AIM OF THE EXERCISE
Scan the material and copy every line in which "lamborghini" appears.

:: STORED DATA

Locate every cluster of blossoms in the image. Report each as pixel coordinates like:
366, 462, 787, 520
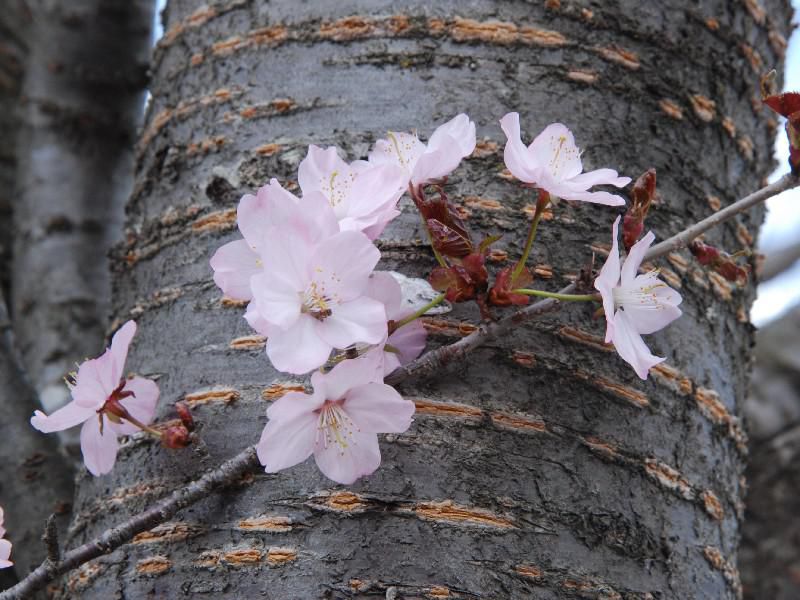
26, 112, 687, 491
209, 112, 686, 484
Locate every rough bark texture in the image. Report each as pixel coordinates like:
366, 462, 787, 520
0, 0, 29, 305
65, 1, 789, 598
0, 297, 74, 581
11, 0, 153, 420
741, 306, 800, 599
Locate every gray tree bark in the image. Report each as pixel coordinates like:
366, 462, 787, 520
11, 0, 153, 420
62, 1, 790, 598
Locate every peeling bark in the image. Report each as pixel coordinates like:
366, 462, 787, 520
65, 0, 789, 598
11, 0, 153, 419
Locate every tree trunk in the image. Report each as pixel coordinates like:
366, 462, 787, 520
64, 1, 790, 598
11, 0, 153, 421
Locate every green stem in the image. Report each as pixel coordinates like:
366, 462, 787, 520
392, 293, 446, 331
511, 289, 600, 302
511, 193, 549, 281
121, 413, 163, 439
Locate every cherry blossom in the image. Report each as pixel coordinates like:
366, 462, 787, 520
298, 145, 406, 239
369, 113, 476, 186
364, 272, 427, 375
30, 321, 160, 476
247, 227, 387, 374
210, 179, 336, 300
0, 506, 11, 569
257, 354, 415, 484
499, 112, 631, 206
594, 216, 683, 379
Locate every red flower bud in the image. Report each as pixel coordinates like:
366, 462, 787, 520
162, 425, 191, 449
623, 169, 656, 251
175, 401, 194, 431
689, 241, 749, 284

::::
:: STORED DATA

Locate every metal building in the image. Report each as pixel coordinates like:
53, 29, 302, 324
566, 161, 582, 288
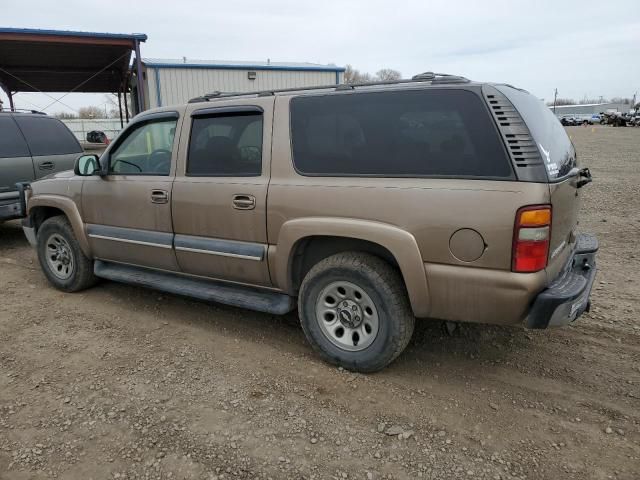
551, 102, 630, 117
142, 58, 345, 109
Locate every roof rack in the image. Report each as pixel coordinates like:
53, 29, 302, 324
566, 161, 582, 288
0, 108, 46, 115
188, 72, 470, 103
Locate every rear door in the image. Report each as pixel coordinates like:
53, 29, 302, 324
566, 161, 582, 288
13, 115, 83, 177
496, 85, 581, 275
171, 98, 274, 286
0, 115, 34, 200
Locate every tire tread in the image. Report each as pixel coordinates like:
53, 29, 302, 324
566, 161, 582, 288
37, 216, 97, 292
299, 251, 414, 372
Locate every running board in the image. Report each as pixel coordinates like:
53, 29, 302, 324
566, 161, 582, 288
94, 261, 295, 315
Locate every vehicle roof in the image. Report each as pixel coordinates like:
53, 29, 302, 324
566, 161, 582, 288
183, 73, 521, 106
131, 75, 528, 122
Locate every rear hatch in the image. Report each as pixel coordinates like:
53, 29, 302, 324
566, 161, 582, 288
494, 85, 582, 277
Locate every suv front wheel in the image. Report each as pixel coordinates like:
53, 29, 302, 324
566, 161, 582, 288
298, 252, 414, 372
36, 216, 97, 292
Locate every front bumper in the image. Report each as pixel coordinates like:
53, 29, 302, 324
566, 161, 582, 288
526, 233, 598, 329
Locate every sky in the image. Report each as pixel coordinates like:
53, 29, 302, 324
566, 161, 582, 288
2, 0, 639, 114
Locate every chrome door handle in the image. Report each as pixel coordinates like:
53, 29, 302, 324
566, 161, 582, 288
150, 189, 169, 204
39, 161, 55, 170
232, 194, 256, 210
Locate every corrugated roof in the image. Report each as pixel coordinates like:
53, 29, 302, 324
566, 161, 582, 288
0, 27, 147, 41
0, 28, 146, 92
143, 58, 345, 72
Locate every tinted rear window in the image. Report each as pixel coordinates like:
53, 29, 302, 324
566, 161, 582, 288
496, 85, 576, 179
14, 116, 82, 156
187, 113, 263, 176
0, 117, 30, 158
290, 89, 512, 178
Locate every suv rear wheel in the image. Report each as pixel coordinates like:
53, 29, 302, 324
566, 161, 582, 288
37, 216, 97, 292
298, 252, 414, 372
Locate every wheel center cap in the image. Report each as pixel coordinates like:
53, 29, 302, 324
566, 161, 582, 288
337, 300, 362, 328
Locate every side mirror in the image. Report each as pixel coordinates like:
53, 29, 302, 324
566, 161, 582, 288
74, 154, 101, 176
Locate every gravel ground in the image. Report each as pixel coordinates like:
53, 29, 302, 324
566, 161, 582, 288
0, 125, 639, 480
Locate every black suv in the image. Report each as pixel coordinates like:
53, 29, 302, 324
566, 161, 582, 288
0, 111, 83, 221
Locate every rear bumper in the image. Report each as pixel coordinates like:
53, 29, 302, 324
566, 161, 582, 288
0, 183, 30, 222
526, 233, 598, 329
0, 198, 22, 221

::::
:: STORED DATA

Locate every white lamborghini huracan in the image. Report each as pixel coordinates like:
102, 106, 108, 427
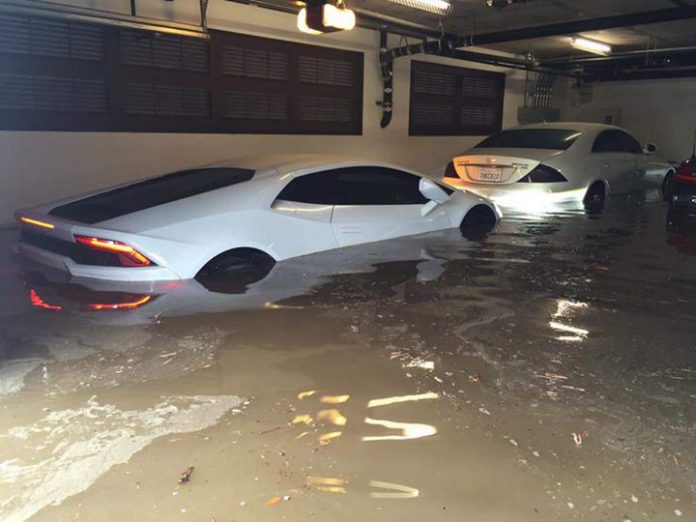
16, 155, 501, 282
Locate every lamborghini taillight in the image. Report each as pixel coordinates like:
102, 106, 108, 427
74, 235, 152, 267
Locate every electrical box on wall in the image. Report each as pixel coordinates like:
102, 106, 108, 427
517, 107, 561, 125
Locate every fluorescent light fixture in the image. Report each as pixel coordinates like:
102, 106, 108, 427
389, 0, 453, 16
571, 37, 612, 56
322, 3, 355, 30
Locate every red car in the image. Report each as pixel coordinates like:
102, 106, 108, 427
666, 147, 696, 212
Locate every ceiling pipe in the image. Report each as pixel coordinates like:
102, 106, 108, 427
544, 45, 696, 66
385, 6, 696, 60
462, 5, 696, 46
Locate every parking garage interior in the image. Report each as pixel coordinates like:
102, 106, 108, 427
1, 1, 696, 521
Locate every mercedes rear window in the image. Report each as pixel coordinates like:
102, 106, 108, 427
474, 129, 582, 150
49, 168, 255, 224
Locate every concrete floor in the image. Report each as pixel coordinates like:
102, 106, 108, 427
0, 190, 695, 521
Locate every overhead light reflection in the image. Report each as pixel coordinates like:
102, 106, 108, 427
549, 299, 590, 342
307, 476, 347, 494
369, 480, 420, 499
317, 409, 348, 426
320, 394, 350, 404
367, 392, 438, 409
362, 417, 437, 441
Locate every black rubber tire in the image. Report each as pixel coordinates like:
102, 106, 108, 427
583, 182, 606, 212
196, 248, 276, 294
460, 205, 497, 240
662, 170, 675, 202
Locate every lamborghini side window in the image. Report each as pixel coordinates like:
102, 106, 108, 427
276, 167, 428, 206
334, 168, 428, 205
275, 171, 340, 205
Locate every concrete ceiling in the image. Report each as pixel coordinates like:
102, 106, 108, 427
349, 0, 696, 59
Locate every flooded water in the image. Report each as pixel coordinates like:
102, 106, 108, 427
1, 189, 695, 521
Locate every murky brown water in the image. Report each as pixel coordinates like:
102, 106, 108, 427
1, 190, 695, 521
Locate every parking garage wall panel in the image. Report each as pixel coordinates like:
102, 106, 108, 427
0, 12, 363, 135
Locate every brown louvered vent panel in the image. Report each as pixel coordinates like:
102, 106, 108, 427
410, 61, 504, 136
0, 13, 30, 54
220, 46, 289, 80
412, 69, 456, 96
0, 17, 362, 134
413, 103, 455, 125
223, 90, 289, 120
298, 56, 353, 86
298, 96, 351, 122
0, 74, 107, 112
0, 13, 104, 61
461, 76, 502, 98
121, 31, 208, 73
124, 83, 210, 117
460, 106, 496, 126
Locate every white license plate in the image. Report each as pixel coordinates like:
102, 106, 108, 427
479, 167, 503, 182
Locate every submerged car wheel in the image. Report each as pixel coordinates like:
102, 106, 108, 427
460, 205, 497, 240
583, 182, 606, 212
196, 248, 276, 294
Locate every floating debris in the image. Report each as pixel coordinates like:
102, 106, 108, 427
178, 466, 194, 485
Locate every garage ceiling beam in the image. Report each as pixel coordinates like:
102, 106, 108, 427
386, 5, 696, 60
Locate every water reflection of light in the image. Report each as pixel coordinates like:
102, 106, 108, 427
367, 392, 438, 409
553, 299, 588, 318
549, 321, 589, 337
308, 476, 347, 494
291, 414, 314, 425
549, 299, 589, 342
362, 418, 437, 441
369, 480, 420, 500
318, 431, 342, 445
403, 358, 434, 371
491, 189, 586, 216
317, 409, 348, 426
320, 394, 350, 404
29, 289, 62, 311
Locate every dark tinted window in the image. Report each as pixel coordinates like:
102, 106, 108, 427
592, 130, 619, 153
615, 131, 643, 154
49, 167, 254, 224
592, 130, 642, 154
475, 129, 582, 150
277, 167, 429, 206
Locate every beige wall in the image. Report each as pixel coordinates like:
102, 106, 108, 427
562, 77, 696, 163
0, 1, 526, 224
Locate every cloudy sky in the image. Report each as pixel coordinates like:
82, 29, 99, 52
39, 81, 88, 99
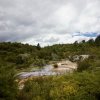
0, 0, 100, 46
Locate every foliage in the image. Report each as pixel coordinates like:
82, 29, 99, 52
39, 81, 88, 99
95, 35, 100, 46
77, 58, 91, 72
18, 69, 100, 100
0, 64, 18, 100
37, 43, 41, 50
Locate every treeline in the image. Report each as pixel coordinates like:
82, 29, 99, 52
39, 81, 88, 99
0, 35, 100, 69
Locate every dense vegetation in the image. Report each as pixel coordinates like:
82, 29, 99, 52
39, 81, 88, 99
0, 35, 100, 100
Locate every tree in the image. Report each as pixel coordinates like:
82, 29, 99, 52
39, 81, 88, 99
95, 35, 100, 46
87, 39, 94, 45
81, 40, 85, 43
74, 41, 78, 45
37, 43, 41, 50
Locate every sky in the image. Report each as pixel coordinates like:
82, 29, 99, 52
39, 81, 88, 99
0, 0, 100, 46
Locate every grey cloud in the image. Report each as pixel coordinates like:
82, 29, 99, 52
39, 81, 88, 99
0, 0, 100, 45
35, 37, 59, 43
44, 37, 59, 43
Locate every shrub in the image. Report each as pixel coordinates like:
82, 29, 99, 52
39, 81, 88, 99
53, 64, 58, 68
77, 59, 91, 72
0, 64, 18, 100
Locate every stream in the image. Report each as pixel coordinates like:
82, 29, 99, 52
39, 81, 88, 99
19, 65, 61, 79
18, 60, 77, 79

::::

RESULT OF THE EXERCISE
Locate every white lamborghini huracan in the image. Report each as pixel coordinates like:
Locate every lamborghini taillight in the image. Report each as pixel coordinates like:
Locate every lamborghini side window in the image. Report each as pixel coordinates like:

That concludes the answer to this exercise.